Go through the records and give the number of lines that include "road", with nothing else.

+---+

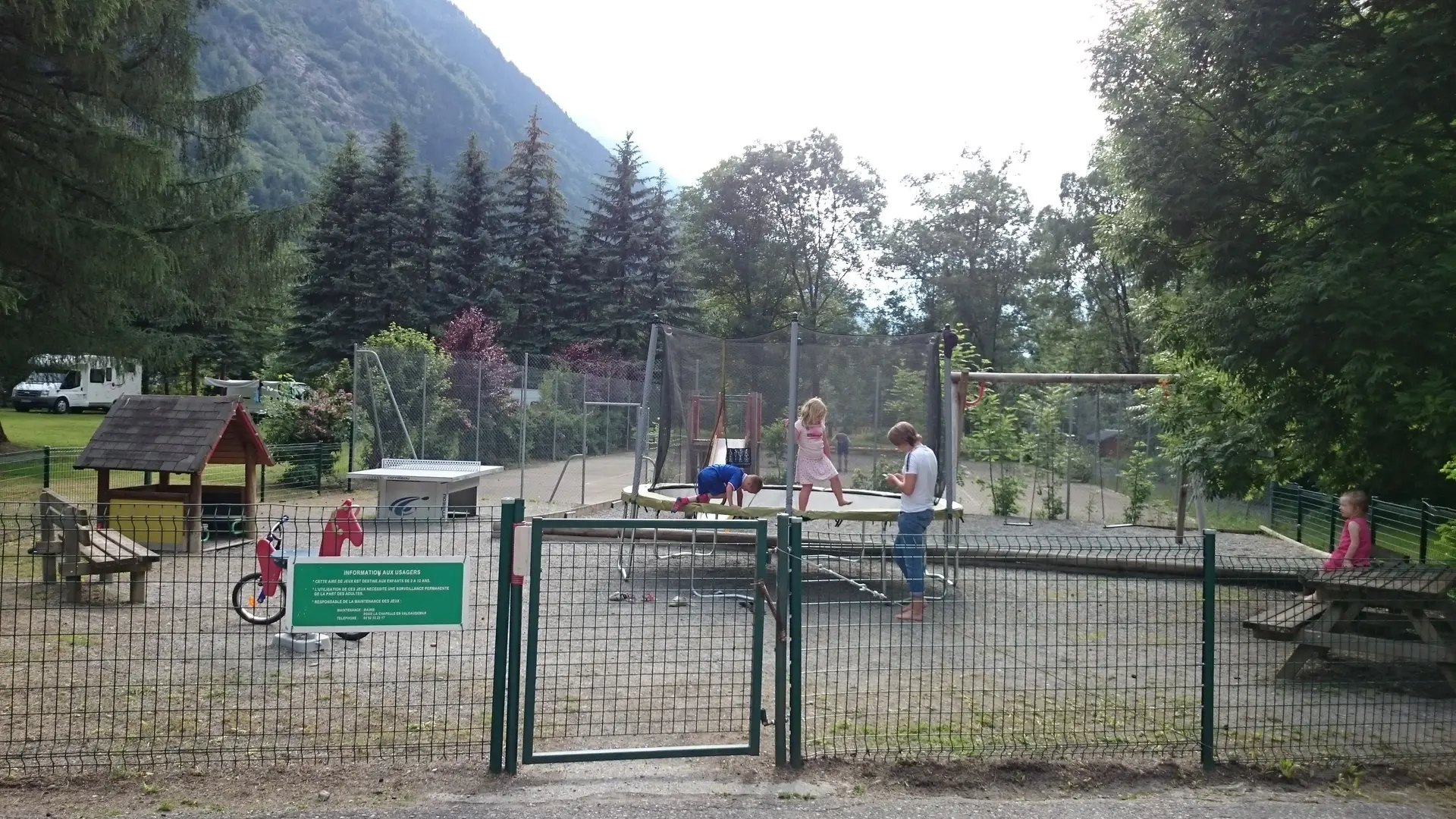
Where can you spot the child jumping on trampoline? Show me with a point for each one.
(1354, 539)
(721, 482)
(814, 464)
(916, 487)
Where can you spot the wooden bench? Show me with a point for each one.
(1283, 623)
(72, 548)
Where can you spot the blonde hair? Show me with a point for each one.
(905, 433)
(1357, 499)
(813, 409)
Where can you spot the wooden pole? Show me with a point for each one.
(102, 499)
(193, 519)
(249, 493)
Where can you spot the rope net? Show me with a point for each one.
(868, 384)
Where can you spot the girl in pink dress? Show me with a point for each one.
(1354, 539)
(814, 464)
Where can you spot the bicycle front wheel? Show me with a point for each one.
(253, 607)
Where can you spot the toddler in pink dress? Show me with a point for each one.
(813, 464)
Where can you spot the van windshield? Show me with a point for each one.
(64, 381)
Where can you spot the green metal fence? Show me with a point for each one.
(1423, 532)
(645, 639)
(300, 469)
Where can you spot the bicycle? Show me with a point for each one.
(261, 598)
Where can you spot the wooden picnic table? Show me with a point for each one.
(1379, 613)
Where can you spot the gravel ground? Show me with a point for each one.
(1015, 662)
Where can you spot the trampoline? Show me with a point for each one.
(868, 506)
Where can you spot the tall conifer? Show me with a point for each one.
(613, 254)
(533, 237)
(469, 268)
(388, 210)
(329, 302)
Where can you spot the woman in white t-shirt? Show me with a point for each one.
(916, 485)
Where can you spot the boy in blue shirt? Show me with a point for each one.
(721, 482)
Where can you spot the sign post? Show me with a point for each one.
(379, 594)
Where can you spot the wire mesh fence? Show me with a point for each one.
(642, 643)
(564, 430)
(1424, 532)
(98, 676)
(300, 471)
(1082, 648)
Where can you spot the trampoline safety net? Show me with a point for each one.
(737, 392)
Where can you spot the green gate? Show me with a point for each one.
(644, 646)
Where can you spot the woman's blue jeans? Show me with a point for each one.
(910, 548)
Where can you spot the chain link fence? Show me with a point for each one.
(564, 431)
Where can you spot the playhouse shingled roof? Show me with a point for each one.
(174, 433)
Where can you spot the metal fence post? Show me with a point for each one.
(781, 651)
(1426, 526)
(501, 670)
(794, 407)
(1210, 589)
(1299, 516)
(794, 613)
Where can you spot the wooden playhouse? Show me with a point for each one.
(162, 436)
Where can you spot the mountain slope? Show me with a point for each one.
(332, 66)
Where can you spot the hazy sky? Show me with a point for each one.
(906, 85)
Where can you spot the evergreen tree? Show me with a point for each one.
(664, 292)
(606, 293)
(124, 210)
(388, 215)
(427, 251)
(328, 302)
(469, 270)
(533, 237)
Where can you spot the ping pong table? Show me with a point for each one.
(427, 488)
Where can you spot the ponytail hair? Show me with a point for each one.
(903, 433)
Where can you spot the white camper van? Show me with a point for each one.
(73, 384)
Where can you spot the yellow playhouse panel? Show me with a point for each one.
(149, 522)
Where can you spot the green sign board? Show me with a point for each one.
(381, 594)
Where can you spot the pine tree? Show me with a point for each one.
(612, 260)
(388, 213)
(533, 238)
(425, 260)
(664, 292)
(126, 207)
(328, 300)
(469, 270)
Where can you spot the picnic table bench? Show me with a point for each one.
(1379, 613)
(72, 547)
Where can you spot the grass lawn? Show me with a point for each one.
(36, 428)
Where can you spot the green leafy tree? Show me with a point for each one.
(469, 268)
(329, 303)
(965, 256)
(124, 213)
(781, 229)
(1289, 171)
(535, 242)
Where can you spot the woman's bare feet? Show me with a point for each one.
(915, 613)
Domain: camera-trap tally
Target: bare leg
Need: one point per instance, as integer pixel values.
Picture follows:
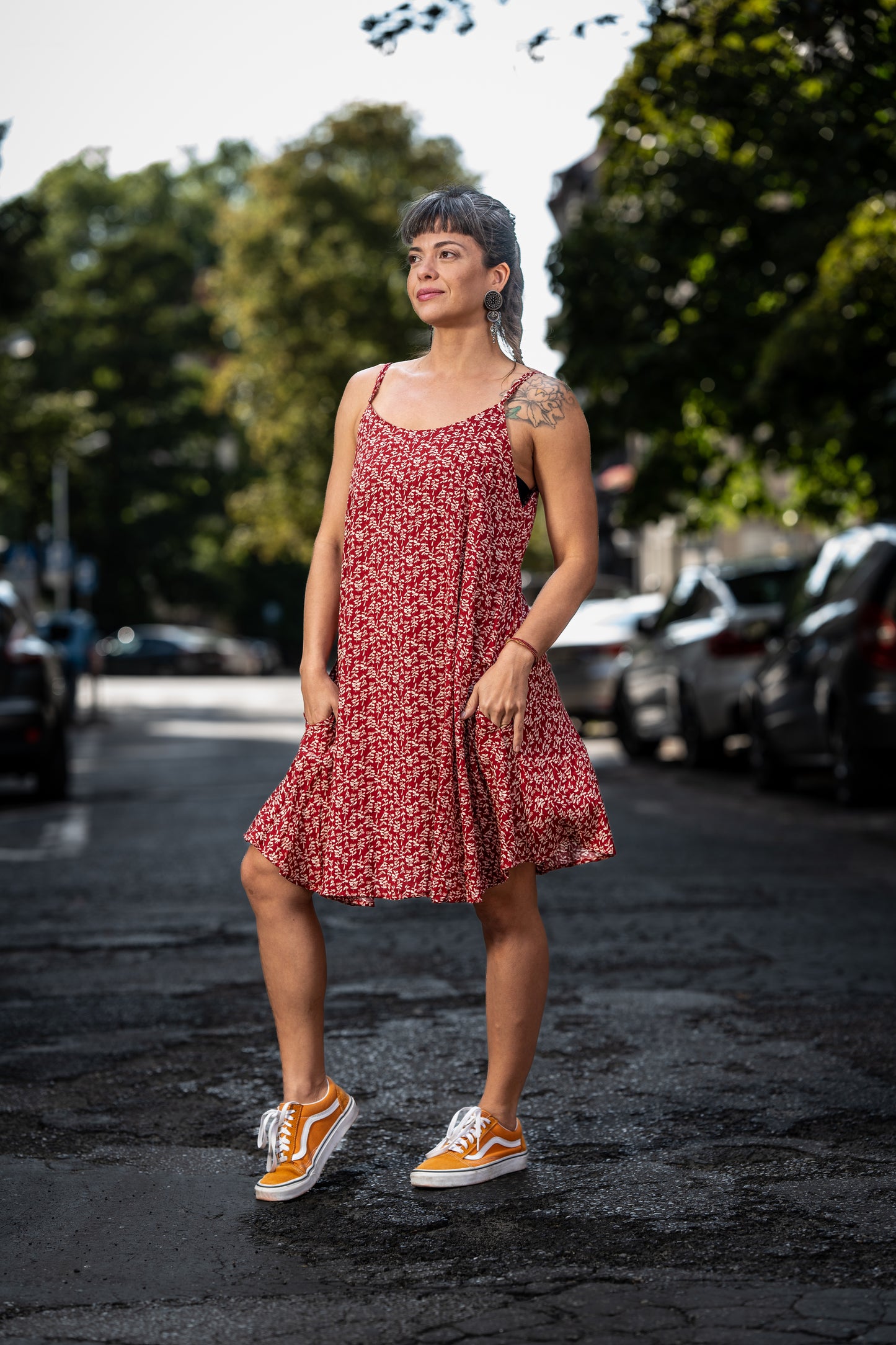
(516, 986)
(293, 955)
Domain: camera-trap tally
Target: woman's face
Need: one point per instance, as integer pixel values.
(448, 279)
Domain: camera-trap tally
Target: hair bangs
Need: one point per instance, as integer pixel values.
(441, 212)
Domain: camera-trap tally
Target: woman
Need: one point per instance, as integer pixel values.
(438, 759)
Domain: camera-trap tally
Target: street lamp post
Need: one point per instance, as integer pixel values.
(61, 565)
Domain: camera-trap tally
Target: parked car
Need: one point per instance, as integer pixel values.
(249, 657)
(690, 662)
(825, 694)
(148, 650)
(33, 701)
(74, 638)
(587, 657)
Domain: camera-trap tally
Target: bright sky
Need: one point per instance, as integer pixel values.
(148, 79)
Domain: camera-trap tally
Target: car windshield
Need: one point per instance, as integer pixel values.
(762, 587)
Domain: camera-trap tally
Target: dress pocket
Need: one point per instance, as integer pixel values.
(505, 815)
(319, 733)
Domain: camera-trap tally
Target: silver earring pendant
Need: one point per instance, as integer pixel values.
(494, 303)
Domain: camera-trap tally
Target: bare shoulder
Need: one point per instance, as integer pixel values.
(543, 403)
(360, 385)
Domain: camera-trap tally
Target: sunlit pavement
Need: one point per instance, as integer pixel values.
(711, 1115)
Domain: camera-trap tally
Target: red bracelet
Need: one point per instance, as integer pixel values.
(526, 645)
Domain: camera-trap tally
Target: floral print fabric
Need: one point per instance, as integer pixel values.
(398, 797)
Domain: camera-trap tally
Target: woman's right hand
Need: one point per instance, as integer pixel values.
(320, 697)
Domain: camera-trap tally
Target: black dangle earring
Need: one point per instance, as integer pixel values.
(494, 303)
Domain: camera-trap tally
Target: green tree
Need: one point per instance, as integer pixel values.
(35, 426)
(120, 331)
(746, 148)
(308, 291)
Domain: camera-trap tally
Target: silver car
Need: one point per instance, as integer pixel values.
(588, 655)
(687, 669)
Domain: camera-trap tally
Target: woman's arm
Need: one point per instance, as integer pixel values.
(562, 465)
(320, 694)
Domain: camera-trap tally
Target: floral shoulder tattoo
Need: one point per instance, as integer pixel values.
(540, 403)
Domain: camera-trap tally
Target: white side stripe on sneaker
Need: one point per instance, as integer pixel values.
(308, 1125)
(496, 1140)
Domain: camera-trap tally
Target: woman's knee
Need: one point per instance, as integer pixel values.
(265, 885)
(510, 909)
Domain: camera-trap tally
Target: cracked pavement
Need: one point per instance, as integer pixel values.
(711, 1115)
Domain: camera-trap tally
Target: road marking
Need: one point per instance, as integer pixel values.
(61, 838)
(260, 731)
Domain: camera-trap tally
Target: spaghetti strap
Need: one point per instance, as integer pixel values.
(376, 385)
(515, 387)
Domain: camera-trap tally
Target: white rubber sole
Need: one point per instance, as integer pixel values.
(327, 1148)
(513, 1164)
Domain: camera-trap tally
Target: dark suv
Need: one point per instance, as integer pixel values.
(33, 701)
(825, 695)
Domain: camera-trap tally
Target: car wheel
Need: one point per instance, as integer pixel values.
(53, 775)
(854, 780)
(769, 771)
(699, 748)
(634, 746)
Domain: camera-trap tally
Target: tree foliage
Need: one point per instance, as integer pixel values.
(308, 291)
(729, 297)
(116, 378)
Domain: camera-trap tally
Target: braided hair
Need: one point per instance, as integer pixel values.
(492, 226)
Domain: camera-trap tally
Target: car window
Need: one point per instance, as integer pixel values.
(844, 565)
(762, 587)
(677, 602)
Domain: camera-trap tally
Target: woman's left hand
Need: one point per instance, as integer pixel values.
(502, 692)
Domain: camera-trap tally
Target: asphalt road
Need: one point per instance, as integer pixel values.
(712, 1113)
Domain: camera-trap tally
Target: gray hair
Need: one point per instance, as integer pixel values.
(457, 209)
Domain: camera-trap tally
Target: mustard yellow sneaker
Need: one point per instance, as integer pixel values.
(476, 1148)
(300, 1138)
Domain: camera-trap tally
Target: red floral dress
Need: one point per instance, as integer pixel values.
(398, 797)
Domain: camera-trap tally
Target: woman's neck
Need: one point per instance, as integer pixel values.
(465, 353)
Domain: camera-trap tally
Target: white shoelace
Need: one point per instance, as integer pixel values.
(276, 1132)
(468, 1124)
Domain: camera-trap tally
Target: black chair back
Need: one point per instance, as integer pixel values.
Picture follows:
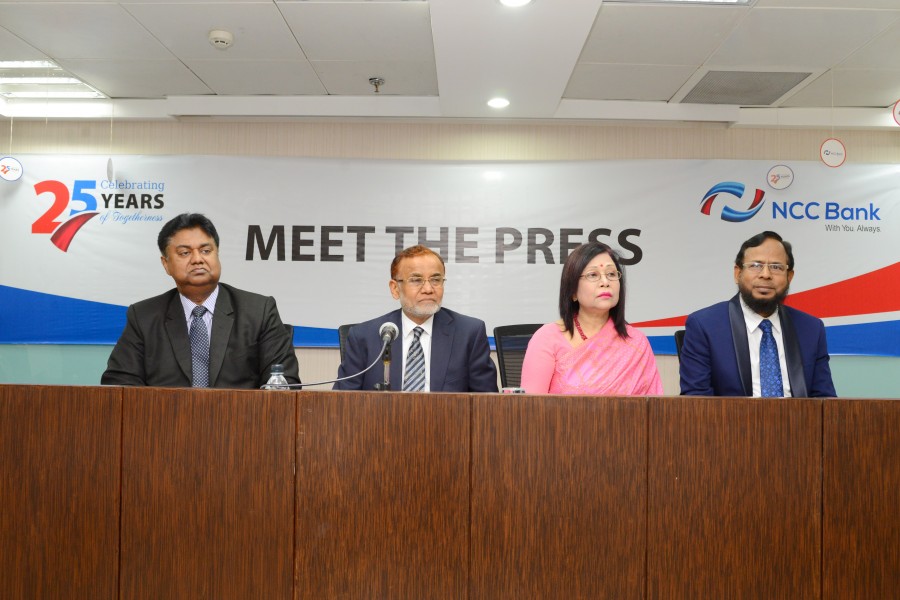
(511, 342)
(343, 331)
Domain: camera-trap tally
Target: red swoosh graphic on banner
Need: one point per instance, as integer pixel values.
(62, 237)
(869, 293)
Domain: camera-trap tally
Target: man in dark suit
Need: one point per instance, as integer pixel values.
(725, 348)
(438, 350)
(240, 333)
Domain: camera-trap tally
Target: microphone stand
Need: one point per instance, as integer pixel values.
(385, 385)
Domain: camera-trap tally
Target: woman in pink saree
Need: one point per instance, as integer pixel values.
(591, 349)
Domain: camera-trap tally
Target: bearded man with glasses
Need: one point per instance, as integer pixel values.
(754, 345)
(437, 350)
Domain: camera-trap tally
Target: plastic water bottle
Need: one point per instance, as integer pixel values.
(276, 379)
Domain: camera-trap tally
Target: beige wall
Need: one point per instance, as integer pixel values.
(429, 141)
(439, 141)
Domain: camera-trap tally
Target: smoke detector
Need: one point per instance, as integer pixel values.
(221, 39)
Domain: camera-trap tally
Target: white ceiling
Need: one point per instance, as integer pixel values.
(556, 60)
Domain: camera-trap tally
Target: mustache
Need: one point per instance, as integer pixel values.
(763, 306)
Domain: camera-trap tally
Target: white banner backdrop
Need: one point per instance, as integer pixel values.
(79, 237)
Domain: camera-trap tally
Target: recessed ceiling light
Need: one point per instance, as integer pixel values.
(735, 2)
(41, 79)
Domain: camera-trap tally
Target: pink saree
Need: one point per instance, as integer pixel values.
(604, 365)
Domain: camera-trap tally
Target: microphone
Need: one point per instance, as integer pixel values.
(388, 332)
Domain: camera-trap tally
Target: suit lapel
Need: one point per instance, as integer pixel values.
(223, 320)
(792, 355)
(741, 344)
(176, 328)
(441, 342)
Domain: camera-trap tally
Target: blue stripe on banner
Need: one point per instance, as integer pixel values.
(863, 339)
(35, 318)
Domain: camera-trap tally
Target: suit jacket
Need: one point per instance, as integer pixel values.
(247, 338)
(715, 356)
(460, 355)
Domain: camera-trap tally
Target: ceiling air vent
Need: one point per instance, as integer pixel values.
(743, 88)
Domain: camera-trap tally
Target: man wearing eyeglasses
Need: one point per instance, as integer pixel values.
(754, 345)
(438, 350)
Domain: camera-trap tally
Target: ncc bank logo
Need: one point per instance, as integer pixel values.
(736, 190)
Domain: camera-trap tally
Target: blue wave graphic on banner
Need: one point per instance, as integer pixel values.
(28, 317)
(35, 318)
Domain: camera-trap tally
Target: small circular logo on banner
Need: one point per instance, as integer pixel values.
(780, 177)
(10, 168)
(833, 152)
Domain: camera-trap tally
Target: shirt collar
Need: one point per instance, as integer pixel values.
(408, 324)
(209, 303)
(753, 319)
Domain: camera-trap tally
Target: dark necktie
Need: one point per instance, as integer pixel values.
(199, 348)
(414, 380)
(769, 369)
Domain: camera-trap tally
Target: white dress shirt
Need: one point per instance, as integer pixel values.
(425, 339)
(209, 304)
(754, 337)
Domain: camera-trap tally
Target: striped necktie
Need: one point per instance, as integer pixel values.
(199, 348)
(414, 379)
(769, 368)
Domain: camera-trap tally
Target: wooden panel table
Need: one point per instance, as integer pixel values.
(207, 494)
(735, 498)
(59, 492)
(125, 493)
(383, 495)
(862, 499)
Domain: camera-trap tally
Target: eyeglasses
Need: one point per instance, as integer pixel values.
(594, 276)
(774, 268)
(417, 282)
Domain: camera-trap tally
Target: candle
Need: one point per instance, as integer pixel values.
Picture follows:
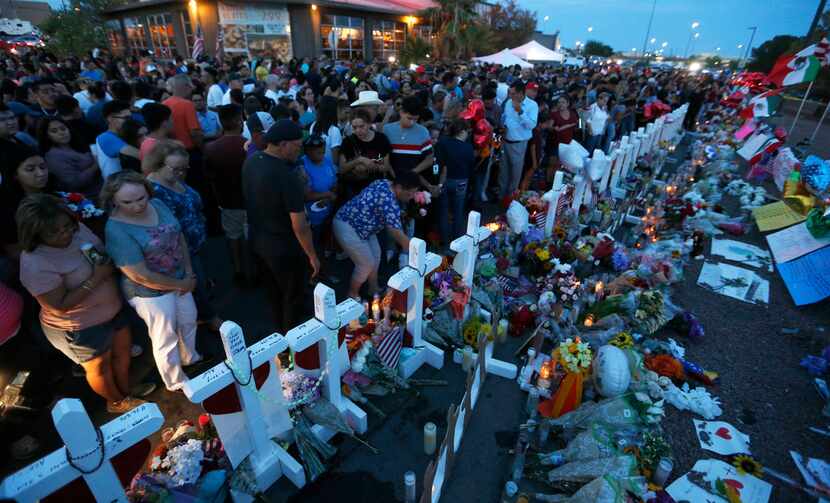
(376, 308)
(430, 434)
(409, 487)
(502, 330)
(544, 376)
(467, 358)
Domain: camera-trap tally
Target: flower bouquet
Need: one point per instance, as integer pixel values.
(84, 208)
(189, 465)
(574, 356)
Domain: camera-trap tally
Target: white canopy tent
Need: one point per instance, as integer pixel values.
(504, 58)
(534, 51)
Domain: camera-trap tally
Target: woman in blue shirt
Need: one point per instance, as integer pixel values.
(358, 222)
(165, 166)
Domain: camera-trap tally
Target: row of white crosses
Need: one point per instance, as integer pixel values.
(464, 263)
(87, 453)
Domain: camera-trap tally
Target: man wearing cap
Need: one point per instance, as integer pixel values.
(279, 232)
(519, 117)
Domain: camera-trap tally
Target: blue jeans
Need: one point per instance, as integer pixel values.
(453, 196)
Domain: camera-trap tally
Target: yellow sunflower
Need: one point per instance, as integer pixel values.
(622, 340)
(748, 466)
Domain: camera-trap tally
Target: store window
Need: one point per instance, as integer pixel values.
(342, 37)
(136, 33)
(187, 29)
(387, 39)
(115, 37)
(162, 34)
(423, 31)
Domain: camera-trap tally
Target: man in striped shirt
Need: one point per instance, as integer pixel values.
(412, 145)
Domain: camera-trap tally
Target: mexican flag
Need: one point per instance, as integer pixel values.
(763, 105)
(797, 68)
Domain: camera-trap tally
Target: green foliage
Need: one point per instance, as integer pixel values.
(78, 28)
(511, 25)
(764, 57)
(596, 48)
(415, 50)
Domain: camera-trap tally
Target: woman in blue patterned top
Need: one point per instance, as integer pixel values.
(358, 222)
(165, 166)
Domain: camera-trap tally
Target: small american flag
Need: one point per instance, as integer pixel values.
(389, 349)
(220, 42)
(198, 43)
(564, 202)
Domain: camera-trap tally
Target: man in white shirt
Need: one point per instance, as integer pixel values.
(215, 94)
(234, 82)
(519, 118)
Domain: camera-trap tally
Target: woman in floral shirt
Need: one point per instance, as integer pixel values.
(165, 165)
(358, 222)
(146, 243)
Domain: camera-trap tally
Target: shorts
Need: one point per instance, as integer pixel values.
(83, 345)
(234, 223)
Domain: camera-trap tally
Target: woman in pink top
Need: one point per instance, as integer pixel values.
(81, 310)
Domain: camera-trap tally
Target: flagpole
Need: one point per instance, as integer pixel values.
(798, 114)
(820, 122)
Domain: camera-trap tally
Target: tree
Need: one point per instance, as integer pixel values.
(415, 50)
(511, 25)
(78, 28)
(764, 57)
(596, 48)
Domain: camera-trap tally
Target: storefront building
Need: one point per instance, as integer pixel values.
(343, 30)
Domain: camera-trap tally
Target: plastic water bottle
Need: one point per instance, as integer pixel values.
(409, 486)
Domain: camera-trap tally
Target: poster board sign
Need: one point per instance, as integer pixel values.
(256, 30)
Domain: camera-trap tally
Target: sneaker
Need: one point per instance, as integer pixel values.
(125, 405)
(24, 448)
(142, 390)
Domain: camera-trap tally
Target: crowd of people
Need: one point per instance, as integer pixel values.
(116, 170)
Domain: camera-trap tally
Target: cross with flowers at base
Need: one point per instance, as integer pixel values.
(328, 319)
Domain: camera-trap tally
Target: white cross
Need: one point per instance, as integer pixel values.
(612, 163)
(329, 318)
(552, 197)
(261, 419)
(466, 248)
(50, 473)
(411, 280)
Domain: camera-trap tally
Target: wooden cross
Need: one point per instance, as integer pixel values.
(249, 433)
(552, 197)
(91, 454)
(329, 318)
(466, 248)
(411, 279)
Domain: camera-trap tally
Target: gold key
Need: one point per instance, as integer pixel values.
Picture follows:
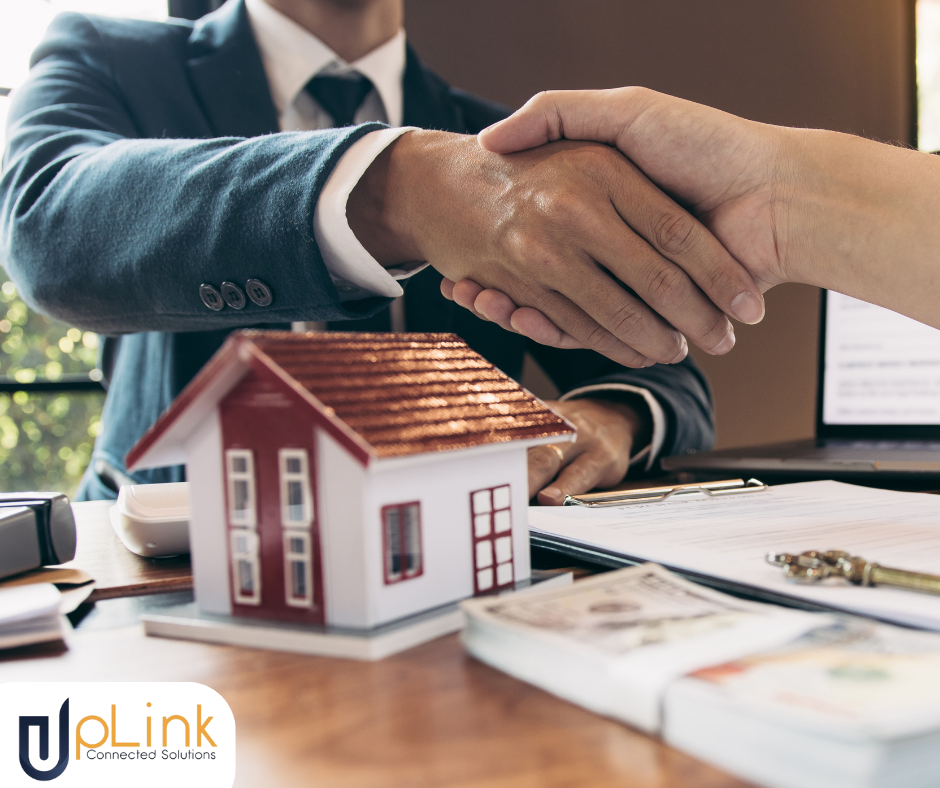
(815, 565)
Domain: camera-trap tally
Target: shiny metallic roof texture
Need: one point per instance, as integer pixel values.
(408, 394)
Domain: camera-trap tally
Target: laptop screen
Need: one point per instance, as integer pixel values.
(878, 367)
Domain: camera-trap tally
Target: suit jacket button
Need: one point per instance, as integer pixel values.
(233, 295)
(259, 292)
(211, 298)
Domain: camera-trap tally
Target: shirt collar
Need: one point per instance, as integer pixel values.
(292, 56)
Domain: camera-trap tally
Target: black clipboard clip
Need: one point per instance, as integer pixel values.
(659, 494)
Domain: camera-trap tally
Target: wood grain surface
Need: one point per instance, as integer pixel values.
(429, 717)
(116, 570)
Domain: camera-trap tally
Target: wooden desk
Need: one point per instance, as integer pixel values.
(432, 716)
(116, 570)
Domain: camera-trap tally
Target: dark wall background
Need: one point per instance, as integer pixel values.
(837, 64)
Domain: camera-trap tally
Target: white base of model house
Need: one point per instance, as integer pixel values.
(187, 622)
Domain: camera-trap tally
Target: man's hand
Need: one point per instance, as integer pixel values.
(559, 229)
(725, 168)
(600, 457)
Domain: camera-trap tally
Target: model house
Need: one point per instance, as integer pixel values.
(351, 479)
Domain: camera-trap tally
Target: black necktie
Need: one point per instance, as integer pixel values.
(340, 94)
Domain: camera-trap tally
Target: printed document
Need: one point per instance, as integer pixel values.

+---+

Task answer -> 2